But, as was the story of the season, the inconsistency continued and the team bounced back with five straight victories, including a blowout win over the Atlanta Hawks right before the All-Star Break.
Dwyane Wade represented Miami in the East with his sixth All-Star appearance as the starting shooting guard. And Wade sure did deliver by putting on one of his finest displays, posting 28 points, 11 assists, six rebounds, and five steals, en route to guiding the East to the victory and being named the All-Star Game MVP.
Heat youngsters Michael Beasley and Daequan Cook also represented Miami on All-Star Weekend. Cook appeared in the three-point shootout to defend his crown, but he failed to make it past the first round as Paul Pierce took the title. Beasley played in the rookie-sophomore game, turning in a strong performance with 26 points and seven rebounds.
Miami finished the month of February with a mediocre record and were barely clinging to the eighth and final spot in the East.
After all the inconsistency that the Heat endured in the first four months of the season, a breakthrough finally occurred in March. Miami took advantage of a weaker schedule and a tuned defense to steamroll through the month, going 12-3 in the March and climbing all the way back up the standings to recapture the fifth seed. They also had impressive wins over the Lakers and Hawks.
Overall, Miami finished the season as the hottest team in the NBA, winning 18 of their final 22 contests, including 10 of their final 13 home games and enjoyed their longest winning streak in over two years at nine consecutive games.

* [EXERCISE OBJECTIVE]
Using the text above about the Miami Heat's season, decide whether each statement agrees with it. Give yes or no for each, plus the exact words from the text that settle it: (a) Dwyane Wade recorded five steals in the All-Star Game. (b) Daequan Cook won the three-point shootout again. (c) Miami won twelve games in March.

* [STORED DATA]
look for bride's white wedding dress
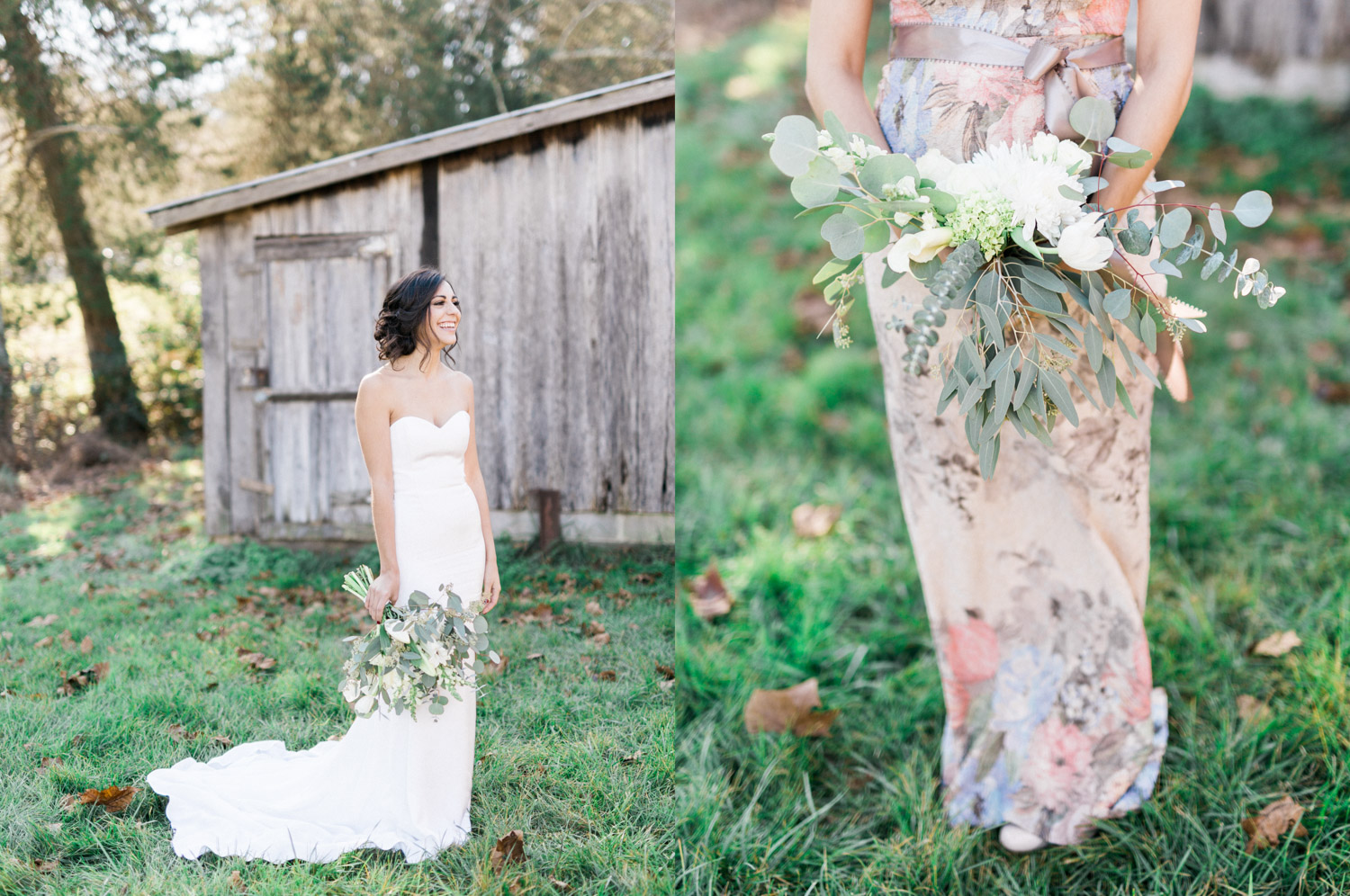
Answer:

* [THE RESPONSE]
(a) Yes: "posting 28 points, 11 assists, six rebounds, and five steals"
(b) No: "he failed to make it past the first round as Paul Pierce took the title"
(c) Yes: "going 12-3 in the March"